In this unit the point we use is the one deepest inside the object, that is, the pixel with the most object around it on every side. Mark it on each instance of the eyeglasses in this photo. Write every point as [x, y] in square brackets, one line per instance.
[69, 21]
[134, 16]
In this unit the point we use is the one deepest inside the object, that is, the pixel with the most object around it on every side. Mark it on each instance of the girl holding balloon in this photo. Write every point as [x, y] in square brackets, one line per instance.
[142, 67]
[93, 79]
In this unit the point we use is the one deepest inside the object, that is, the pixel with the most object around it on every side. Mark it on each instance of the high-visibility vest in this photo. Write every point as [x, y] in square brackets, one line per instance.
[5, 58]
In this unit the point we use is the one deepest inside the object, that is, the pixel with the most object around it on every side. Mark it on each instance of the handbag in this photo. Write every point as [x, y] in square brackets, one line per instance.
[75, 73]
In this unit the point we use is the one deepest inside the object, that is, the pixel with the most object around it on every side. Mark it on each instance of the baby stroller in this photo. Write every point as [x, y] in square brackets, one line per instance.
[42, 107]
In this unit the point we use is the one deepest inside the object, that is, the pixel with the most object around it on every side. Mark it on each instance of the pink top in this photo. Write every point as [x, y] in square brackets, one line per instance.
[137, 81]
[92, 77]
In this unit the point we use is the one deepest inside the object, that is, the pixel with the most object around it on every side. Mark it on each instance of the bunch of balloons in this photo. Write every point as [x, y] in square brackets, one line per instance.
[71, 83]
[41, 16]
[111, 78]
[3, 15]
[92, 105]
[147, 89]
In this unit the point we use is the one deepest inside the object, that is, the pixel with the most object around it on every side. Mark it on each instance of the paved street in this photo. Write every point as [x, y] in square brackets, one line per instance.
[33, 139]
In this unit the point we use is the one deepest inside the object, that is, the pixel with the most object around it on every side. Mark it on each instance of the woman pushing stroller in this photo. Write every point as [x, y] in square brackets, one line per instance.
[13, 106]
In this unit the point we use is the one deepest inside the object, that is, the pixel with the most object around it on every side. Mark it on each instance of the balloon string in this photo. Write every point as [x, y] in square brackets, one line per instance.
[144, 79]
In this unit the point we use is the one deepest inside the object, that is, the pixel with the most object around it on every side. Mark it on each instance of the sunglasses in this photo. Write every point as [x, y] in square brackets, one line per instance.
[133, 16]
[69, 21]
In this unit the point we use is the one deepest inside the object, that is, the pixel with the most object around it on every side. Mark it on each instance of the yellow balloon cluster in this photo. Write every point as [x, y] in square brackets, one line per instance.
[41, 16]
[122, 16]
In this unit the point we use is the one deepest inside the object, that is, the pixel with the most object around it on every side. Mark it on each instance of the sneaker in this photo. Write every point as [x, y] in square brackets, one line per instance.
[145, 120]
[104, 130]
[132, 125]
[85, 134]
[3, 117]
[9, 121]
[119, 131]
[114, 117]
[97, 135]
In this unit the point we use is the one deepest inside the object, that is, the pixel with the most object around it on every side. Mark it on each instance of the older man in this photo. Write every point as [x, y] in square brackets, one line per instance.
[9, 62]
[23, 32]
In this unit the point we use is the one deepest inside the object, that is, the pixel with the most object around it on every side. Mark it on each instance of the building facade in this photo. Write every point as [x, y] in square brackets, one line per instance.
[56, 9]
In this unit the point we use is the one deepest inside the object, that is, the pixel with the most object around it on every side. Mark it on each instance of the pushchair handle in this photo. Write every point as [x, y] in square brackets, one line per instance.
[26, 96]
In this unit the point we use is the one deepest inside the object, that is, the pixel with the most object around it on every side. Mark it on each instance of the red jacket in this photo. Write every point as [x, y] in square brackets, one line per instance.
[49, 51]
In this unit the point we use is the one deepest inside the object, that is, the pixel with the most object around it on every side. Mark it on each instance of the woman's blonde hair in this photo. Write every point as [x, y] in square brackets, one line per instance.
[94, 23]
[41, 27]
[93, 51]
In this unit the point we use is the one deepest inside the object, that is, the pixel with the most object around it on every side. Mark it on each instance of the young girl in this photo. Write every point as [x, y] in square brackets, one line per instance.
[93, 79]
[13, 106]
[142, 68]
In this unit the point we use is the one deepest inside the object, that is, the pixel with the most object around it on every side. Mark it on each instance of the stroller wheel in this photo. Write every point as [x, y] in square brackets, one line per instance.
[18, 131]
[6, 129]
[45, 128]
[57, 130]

########

Set exercise: Reproduce every line from the one containing "of the woman's" through the end of the records, requests included. Scale each coordinate in the answer points by 1.75 and round to whole numbers, with halves rounding up.

Complete response:
In this unit the point we use is the one deepest inside the object, that is, the pixel with the most object around it on every side. Mark it on each instance of the woman's blonde hair in this photo. Write every point as [x, y] in square brackets, one line per instance.
[165, 40]
[72, 47]
[163, 89]
In this unit the point we use is the one deepest inside the object, that is, the pixel with the most object around it on every side. Mark it on each instance of the young girl in this photo. Write every point as [x, y] in square brackets, one line per instance.
[163, 138]
[23, 186]
[249, 119]
In this unit the point we use is the one deepest inside the object, that is, the pixel with the most object around it on every side. Mark it on each instance of the stroller wheel in this photo. Write every point as [x, y] in square brackets, one line per instance.
[32, 229]
[11, 226]
[79, 224]
[100, 228]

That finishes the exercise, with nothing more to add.